EXCERPT PROVIDED

Cover Letter (by Bill Peters, Assistant Editor)Mur kindly introduced me in the last issue of Soundproof, but for anyone who missed that, hi. I’m Escape Pod’s Assistant Editor, and I’m most publicly known for doing the feedback segments in the podcast. I also oversee our teem of slush readers and end up sending out a lot of our rejections, and of course I lay out Soundproof. And other things, as necessary.
So in this beginning of a new year, I’m instead going to take you back a few days to the death of the last machine on earth that could turn a roll of Kodachrome from an opaque deep red film stock into color etched rectangles of plastic. Most of us have moved onto digital, which, let’s be fair, is significantly more user friendly and easier to control. Cheaper, too.

AVAILABLE DATA
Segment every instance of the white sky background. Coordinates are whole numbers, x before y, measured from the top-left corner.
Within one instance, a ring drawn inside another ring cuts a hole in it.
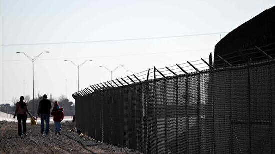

WHAT THE TASK REQUIRES
Answer these questions from the cover letter:
(a) What position does the writer hold at Escape Pod?
(b) Which publication does the writer lay out?
(c) What film stock could the last such machine on earth process?

EXERCISE RESPONSE
(a) Assistant Editor
(b) Soundproof
(c) Kodachrome